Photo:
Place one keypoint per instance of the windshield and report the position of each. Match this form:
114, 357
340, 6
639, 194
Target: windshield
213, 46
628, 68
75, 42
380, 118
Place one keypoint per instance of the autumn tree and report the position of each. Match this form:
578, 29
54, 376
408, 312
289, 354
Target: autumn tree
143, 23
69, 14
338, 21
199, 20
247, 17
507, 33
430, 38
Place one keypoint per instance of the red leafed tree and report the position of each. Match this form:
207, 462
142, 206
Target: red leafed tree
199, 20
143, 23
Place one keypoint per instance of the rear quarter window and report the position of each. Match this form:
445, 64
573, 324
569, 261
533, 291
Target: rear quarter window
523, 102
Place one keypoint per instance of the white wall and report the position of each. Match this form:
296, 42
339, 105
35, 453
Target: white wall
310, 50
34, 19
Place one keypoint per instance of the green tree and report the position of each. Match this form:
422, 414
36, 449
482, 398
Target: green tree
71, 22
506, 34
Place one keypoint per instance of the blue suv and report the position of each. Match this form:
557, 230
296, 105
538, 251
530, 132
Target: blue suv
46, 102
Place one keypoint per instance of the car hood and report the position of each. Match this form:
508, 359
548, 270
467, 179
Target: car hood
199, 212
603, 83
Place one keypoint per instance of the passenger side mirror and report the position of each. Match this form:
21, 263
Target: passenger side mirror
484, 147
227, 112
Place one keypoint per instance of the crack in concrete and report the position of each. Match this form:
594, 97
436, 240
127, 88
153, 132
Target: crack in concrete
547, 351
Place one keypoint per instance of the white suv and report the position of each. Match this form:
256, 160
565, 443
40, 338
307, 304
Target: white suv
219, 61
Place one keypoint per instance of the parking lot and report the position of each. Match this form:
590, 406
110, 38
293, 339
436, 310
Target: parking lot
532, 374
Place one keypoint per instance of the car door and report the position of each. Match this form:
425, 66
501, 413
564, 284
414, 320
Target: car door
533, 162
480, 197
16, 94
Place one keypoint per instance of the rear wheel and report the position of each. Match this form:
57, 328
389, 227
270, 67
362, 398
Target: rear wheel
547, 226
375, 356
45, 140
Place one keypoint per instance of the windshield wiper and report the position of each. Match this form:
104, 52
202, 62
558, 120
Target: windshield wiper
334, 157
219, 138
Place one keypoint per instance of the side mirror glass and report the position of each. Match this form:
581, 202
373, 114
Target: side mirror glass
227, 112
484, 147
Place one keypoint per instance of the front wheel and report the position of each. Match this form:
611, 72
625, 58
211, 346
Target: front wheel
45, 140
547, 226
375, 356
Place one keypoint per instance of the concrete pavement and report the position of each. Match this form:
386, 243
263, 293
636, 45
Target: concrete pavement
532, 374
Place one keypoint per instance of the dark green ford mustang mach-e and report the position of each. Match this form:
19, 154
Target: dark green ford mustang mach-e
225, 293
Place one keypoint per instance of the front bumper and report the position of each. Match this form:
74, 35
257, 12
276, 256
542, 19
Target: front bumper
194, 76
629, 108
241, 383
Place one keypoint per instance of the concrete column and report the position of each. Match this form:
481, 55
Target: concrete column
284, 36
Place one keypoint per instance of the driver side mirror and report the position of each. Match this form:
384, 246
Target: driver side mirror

_ _ _ _

[PROBLEM DETAILS]:
Give the listing above again, word for word.

[THE RESULT]:
Photo:
Place one keypoint per instance of the windshield and report the position of each. Match this form:
114, 357
340, 6
639, 194
Target: windshield
213, 46
628, 68
75, 42
380, 118
Place one keypoint per instance of the autumn tree and report the position of each. Match this form:
578, 29
54, 376
408, 312
289, 354
Target: autumn tree
143, 23
69, 14
338, 21
199, 20
247, 17
507, 33
430, 38
Place one keypoint per instance of the red leafed tree and report the position of each. Match this form:
207, 462
142, 206
Target: red leafed tree
199, 20
143, 23
Place one keypoint per instance of the rear quarter window and report the position of each. Match this form:
445, 64
573, 324
569, 261
533, 291
Target: rear quarter window
523, 102
Place one keypoint per instance of the white wall and report the position of each. Match this form:
296, 42
339, 105
35, 453
Target: white wall
310, 50
34, 19
Place one keypoint per instance of the green tree and report the position of each. Match this form:
422, 414
36, 449
482, 398
Target: green tree
71, 22
506, 34
Place one keypoint per instance of the blue suv and report the position of each. Match this form:
557, 230
296, 105
538, 251
530, 132
Target: blue suv
46, 102
Place one keypoint per instance of the car hood and report the position of each. Match this form:
508, 359
548, 270
467, 179
Target: car hood
199, 212
603, 83
Place one keypoint per instance of the passenger side mirror and report the position of each. Match this form:
21, 263
Target: passenger side mirror
484, 147
227, 112
Place one keypoint per instance of the crack in concrete and report the position of each. Match this form:
594, 97
436, 240
127, 88
153, 132
Target: crack in concrete
547, 351
Place one keypoint per instance of the white suv and report the position of each. Match this form:
256, 160
565, 443
40, 338
307, 304
Target: white suv
219, 61
Place one keypoint per instance of the parking lot and report the position of each. Match this form:
590, 406
110, 38
293, 339
436, 310
Target: parking lot
532, 374
Place one keypoint per instance of the car door and report the position of each. Match this form:
425, 66
501, 413
564, 284
414, 320
Target: car door
533, 162
480, 197
16, 94
Place one keypoint per instance of the rear wheel and report the position of each. Match this form:
57, 328
389, 227
270, 67
362, 398
Target: rear wheel
547, 226
375, 356
45, 140
Place one keypoint per instance of the windshield wiper and report the position of each. Match this form:
104, 52
202, 62
558, 120
Target: windshield wiper
334, 157
219, 138
Place one keypoint per instance of the side mirror glass and report the position of each. Match this form:
581, 202
373, 114
Target: side mirror glass
227, 112
484, 147
Place one keypoint per instance of the front wheel and report the position of each. Match this form:
611, 72
625, 58
211, 346
Target: front wheel
45, 140
547, 226
375, 356
Place one keypoint per instance of the concrete pavement and report the position of each. Match this form:
386, 243
263, 293
636, 45
Target: concrete pavement
532, 374
Place one keypoint per instance of the dark green ford mustang mach-e and report the position of each. Match this form:
19, 154
Target: dark green ford mustang mach-e
225, 293
Place one keypoint per instance of the front bumper and report the position of each. Match this form:
74, 35
257, 12
276, 256
542, 19
Target: front bumper
194, 76
629, 108
241, 383
Place one keypoint per instance of the concrete column and report the position of each. Match this form:
481, 55
Target: concrete column
284, 36
Place one keypoint per instance of the driver side mirror and report the position of each. Match this form:
384, 246
Target: driver side mirror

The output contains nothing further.